BEGIN Excerpted text
This feels like a good candidate for recursion, but that's just a feeling at this point. All of my efforts so far have seemed suboptimal.* Any thoughts on a good approach, other than using a different language?

* For example: Loop over 0 to (2^input)-1; interpret the number as an [input]-digit binary value; use the binary digits to generate the subarray. Bleah.

EDIT: Present generalized iterative solution

public enum Item {

   ITEM1, ITEM2, ...;  // As many as needed

   private static final int ITEM_COUNT = values().length;

   public static Item[][] allCombinationsOfSize(int comboSize) {

      int arraySize = (int) Math.pow(ITEM_COUNT, comboSize);
      Item array[][] = new Item[arraySize][];

      for ( int n = 0 ; n < arraySize ; ++n ) {
         array[n] = nthSubarray(n, comboSize);
      }

      return array;
   }

   private static Item[] nthSubarray(int n, int comboSize) {

      Item combo[] = new Item[comboSize];

      for ( int i = comboSize - 1 ; i >= 0 ; --i ) {
         combo[i] = Item.values()[n % ITEM_COUNT];
         n /= ITEM_COUNT;
      }

      return combo;
   }
}

I believe that allCombinationsOfSize is the method I'm looking for. I still have a sneaking suspicion that I'm missing something more elegant. Nevertheless, the above allows me to write this in my JUnit test ...
END Excerpted text
BEGIN Entries supplied
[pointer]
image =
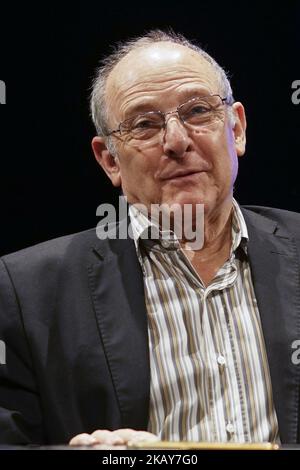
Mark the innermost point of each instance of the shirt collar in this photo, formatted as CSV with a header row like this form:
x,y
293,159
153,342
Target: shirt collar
x,y
143,228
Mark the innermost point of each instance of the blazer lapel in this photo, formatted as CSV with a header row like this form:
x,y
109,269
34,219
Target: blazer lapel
x,y
275,273
118,295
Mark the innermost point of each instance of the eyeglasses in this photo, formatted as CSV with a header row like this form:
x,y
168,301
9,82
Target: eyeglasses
x,y
199,112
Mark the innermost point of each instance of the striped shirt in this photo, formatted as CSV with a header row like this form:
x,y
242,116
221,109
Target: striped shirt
x,y
210,379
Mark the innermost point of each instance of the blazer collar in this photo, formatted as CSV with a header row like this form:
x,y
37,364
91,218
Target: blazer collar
x,y
117,289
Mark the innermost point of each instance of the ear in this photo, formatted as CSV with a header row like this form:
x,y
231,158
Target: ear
x,y
106,160
239,128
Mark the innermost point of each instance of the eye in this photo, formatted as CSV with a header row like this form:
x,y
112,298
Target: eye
x,y
144,124
198,109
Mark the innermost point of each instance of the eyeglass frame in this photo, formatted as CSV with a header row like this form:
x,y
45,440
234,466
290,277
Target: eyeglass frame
x,y
227,100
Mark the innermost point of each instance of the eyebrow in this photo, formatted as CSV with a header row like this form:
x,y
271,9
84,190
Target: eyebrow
x,y
151,103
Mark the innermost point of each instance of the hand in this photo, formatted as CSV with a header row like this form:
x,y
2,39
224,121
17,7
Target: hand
x,y
116,439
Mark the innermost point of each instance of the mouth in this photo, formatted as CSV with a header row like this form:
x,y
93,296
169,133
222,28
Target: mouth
x,y
182,175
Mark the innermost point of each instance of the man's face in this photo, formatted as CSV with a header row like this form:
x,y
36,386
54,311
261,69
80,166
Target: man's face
x,y
161,77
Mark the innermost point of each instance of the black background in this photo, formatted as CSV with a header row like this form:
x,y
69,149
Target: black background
x,y
50,183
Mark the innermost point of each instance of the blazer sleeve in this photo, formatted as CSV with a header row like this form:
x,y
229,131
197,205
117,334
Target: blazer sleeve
x,y
20,410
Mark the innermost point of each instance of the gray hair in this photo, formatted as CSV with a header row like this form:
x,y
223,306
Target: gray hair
x,y
98,107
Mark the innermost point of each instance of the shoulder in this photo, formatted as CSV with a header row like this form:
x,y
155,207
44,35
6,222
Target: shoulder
x,y
283,220
52,253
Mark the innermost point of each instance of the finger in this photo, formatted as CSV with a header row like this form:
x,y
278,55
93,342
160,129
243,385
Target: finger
x,y
83,439
107,437
132,434
143,436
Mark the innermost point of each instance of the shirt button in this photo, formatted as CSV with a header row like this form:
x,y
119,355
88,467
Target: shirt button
x,y
221,360
230,428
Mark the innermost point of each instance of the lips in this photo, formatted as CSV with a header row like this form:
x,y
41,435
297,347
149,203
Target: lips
x,y
179,174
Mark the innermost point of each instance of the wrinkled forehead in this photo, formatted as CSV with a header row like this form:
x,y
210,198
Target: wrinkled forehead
x,y
147,68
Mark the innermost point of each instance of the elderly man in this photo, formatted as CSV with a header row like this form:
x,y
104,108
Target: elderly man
x,y
151,334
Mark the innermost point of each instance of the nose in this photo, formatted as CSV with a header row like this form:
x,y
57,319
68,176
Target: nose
x,y
175,138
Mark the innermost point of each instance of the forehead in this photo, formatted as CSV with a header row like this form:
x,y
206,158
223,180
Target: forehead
x,y
159,72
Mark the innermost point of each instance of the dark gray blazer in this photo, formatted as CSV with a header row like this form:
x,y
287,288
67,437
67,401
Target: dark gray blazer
x,y
73,318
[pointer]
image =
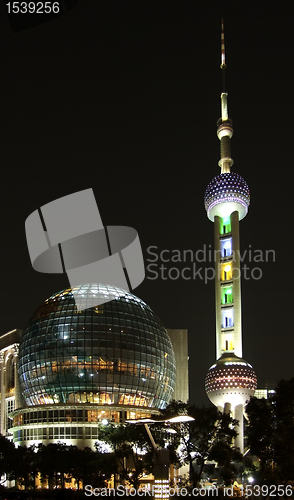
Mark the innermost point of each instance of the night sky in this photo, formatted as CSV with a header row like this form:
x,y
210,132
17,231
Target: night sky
x,y
124,97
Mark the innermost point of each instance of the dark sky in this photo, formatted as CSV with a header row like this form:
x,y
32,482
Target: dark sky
x,y
123,97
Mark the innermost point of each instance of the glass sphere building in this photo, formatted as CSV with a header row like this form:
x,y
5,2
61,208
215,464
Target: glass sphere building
x,y
79,368
116,353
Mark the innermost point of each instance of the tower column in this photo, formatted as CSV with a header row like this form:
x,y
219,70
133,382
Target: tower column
x,y
239,441
218,316
236,284
230,381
END Entries supplied
Task list:
a – Which method does the forum post's writer believe is the one they are looking for?
b – Please write out a passage of the forum post word for word, beginning at the words "This feels like" and stopping after "a different language?".
The lines have no connection to the forum post.

The answers:
a – allCombinationsOfSize

b –
This feels like a good candidate for recursion, but that's just a feeling at this point. All of my efforts so far have seemed suboptimal.* Any thoughts on a good approach, other than using a different language?